Je me promène au sein d’une forêt où des arbres sont couchés au sol, d’autres pliés comme des tours en carton en haut desquelles on aurait voulu poser un observatoire en béton. Dans les trous laissés par leurs énormes racines, comme des trous d’obus dans une guerre contre le vent, du plastique, sous toutes ses formes les plus ignobles. Bouteilles, paquets, sacs, sachets…

Dans ma rue il y avait un jour des travaux pour lesquels il avait été nécessaire de faire un trou carré. Autour, des barrières ; au fond, un tuyau, de la terre… et les mêmes déchets, quoique plus urbains : des canettes, des mégots, des étuis d’on ne sait quoi et des sacs de dieu sait qui, mêlés à un bon kilo de cervelle inutile à leurs anciens propriétaires.

Je ne sais pas ce qui passe dans la tête des gens, dans leur subconscient. Tiens, un trou ; comme jeter ce que j’ai dans la main par terre risque de nuire à ce qu’il me reste de conscience, je vais plutôt mettre ça dans un trou, ça se verra moins.

J’aimerais que ça leur revienne en pleine face, avec un ressort comme dans les bandes dessinées. Schtooing ! une paille dans la narine, comme à ces poissons qu’on voit sur les photos ; Scrouik ! une feuille de plastique à six trous autour de leur gorge gonflée de prétention, de celles qu’on utilise pour relier entre elles des cannettes de bières qu’on ne voulait pas mettre dans un carton parce que… je ne sais pas. Le carton c’est trop lourd ? Quoi, trop banal ? Qu’est-ce qui passe par la tête des gens qui prennent ce genre de décisions en costume-cravate autour d’une table en verre, avec des trous ronds pour faire passer les câbles des chargeurs de leurs gadgets de fonction ?

Bien sûr, de l’argent. Nous le savons tous. Je posais la question comme ça, pour espérer qu’une autre réponse me vienne. D’ailleurs la seule autre qui me soi venue, c’était rien. Le patron l’a dit, c’est lui qui tient le portefeuille ; on fait comme il dit. Ce soir je dors tranquille et demain on remet ça.

Et le patron lui-même se dit que ce n’est pas vraiment lui qui prend les décisions : la loi du marché, c’est elle qui dirige les entreprises. Pas ma faute, à moi.

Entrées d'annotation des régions
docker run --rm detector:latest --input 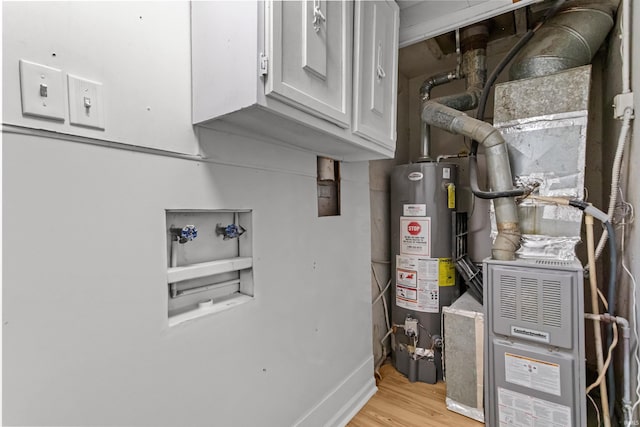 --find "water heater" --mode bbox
[391,162,460,384]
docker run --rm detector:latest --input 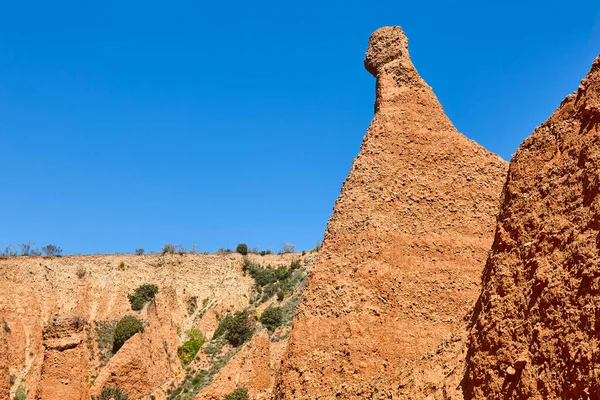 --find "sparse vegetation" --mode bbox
[162,243,176,254]
[260,306,284,332]
[19,241,42,256]
[311,240,323,252]
[187,296,198,315]
[93,386,129,400]
[247,260,305,302]
[235,243,248,256]
[1,244,19,257]
[225,387,250,400]
[177,329,206,367]
[77,267,87,279]
[13,386,27,400]
[42,244,62,256]
[113,315,144,353]
[279,243,296,254]
[127,283,158,311]
[94,321,117,365]
[213,310,254,347]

▶ _Objectif A_
Reproduisez à l'identique le passage de l'extrait sur les déchets qui va de « Et le patron » jusqu'à « faute, à moi. » inclus.
▶ _Objectif B_
Dans l'extrait sur les déchets, qu'est-ce qui dirige les entreprises selon le patron ?
▶ _Objectif C_
Présentez sous forme de liste le paragraphe de l'extrait sur les déchets qui commence par « Dans ma rue il y avait un jour », en conservant ses faits principaux.
La liste n'a aucun rôle dans ce travail.

▶ _Réponse finale A_
Et le patron lui-même se dit que ce n’est pas vraiment lui qui prend les décisions : la loi du marché, c’est elle qui dirige les entreprises. Pas ma faute, à moi.

▶ _Réponse finale B_
La loi du marché.

▶ _Réponse finale C_
- Des travaux dans la rue ont nécessité de creuser un trou carré.
- Autour du trou, il y avait des barrières.
- Au fond, il y avait un tuyau et de la terre.
- On y trouvait aussi les mêmes déchets, mais plus urbains : des canettes, des mégots, des étuis et des sacs.
- Ces déchets étaient mêlés à « un bon kilo de cervelle » inutile à leurs anciens propriétaires.